* Bloc de texte *
Modèles à base d’énergie (EBMs)
🎙️ Yann Le CunVue d’ensemble
Nous allons introduire un nouveau cadre pour la définition des modèles. Il fournit un parapluie unificateur qui aide à définir des modèles supervisés, non supervisés et autosupervisé. Les modèles à base d’énergie (EBMs) observent un ensemble de variables $x$ et produisent un ensemble de variables $y$. Les réseaux feed-forward posent deux problèmes majeurs :
- Que faire si la procédure d’inférence est un calcul plus complexe que des couches empilées de sommes pondérées ?
- Que faire s’il y a plusieurs résultats possibles pour une seule entrée comme par exemple la prédiction des images futures dans une vidéo ?
Dans un réseau de classification, nous entraînons ce réseau à émettre un score pour chaque classe. Toutefois, cela n’est pas possible dans un domaine continu à haute dimension comme les images : nous ne pouvons pas avoir de softmax sur les images ! Même si la sortie est discrète, elle pourrait avoir un grand espace d’échantillonnage. Le texte est compositionnel, ce qui conduit à un grand nombre de combinaisons possibles. Les modèles basés sur l’énergie fournissent un meilleur cadre pour modéliser ces modalités.
L’approche des EBMs
Au lieu d’essayer de classer les $x$ en $y$, nous aimerions prédire si une certaine paire de ($x$, $y$) s’assemble ou non. Ou, en d’autres termes, trouver un $y$ compatible avec $x$. Nous pouvons également poser le problème de trouver un $y$ pour lequel certains $F(x,y)$ sont faibles. Par exemple :
- est-ce que $y$ est une image haute résolution précise de $x$ ?
- le texte $A$ est-il une bonne traduction du texte $B$ ?

* Extraits des entrées *
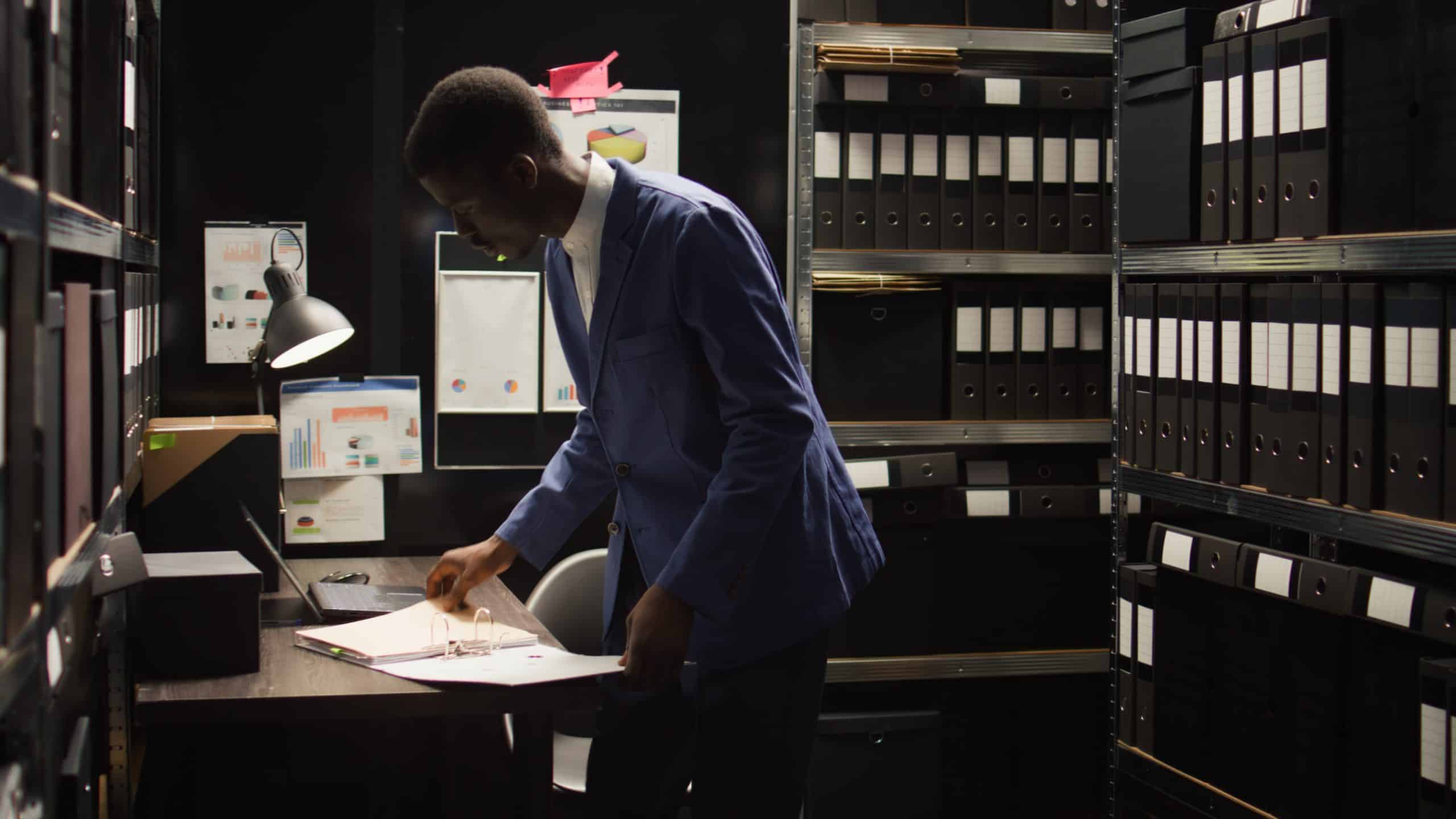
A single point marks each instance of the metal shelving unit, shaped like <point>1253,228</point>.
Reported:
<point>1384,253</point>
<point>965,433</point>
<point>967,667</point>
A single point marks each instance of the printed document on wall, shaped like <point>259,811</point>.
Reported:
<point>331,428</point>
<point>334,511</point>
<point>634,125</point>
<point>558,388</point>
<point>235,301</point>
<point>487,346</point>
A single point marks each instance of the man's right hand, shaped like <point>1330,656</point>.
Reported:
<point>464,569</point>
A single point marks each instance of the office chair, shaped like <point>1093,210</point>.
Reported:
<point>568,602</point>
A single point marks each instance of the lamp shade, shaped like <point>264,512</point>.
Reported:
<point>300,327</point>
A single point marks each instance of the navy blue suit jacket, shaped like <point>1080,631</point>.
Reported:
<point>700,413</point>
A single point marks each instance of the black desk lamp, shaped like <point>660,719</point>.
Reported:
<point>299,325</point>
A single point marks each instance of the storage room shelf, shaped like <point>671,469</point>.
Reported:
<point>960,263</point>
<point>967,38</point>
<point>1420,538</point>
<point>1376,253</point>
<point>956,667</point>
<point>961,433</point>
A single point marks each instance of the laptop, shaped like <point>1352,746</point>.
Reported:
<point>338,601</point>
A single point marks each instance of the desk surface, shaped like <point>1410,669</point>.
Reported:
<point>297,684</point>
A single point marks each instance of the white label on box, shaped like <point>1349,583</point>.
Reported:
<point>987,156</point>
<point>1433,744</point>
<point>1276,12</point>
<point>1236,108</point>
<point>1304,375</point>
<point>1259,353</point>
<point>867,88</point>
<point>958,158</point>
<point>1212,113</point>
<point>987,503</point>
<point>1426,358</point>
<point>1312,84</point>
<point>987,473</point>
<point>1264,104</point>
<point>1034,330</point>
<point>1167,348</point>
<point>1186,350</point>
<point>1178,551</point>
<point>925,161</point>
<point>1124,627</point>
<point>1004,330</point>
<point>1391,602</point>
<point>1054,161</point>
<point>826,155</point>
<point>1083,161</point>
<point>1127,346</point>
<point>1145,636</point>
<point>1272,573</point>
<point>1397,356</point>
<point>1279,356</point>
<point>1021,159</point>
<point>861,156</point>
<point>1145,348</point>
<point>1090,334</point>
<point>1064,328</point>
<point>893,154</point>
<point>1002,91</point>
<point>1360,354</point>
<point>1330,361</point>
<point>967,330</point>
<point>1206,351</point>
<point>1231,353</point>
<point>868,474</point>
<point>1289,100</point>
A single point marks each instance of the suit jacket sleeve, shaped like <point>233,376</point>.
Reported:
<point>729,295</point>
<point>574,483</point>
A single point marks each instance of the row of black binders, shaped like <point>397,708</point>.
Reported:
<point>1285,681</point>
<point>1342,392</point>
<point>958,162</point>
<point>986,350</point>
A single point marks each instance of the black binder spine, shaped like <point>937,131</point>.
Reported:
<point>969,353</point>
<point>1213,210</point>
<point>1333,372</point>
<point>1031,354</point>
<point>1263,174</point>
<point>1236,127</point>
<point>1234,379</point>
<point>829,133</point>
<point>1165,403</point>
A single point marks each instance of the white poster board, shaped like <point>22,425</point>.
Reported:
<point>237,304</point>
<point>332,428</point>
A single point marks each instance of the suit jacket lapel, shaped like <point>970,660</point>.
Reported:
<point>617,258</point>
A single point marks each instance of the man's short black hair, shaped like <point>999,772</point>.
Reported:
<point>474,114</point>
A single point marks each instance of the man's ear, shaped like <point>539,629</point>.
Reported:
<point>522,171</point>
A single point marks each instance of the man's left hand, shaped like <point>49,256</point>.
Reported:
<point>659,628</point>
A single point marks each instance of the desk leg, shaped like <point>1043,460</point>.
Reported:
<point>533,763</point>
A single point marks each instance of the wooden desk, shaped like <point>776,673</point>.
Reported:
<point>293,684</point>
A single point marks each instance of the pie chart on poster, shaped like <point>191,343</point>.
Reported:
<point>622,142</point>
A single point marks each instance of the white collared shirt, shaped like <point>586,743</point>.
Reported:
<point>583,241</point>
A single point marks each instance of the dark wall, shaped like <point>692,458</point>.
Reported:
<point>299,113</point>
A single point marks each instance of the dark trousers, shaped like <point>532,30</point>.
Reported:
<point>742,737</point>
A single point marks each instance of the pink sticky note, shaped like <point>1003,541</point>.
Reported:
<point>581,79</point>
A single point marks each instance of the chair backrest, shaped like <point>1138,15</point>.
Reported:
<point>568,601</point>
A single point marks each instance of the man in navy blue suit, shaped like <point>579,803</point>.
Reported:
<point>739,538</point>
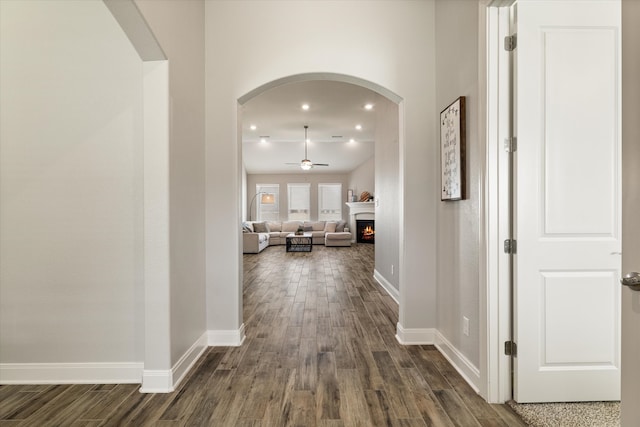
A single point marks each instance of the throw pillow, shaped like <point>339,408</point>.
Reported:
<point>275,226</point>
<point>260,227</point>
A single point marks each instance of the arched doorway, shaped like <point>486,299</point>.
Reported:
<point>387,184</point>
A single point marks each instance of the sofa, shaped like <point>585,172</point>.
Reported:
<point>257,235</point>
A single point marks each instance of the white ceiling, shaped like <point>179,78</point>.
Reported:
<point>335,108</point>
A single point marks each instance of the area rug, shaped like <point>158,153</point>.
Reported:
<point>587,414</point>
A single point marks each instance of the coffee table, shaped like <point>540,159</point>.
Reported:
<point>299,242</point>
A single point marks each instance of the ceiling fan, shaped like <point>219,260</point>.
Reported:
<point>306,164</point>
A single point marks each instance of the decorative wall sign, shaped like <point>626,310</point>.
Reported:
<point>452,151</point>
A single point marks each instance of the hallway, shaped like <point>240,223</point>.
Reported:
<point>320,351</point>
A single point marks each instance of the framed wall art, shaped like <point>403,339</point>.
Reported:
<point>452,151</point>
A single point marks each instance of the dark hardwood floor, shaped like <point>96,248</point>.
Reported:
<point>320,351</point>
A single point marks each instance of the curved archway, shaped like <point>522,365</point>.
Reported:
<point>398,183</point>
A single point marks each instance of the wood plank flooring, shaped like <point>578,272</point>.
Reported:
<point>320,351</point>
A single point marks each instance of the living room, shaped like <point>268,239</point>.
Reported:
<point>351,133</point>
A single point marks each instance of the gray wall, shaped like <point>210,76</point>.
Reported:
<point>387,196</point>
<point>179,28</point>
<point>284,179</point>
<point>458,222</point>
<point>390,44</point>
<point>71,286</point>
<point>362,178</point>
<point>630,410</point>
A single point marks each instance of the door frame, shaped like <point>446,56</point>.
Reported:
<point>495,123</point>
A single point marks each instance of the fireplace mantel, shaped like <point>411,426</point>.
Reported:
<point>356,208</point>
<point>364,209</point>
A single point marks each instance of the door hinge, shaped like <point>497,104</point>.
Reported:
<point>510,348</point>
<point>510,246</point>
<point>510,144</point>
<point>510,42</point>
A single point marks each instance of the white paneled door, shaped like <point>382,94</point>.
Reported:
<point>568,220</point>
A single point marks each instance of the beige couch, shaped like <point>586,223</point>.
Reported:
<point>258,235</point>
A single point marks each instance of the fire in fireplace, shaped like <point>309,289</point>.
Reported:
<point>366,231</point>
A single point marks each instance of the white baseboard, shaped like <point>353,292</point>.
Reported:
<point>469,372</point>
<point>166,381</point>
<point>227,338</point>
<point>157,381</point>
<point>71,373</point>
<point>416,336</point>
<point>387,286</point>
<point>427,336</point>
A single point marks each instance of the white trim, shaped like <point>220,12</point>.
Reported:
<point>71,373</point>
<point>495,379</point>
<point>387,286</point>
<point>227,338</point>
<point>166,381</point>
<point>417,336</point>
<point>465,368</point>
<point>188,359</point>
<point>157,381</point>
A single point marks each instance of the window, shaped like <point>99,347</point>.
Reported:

* Exercice court A *
D’après le bloc de texte, les affirmations suivantes sont-elles exactes ? Répondez par oui ou non pour chacune, en citant mot pour mot le passage décisif.
(i) Les EBMs observent un ensemble de variables $x$ et produisent un ensemble de variables $y$.
(ii) Il est possible d’appliquer un softmax sur les images.
(iii) Le texte est qualifié de compositionnel.
* Exercice court B *
Selon le bloc de texte, que souhaite-t-on prédire au lieu de classer les $x$ en $y$ ?
Les entrées proviennent d’une autre source.

* Résultat final A *
(i) Oui : « Les modèles à base d’énergie (EBMs) observent un ensemble de variables $x$ et produisent un ensemble de variables $y$ ».
(ii) Non : « nous ne pouvons pas avoir de softmax sur les images ! »
(iii) Oui : « Le texte est compositionnel ».

* Résultat final B *
On souhaite prédire si une certaine paire ($x$, $y$) s’assemble ou non.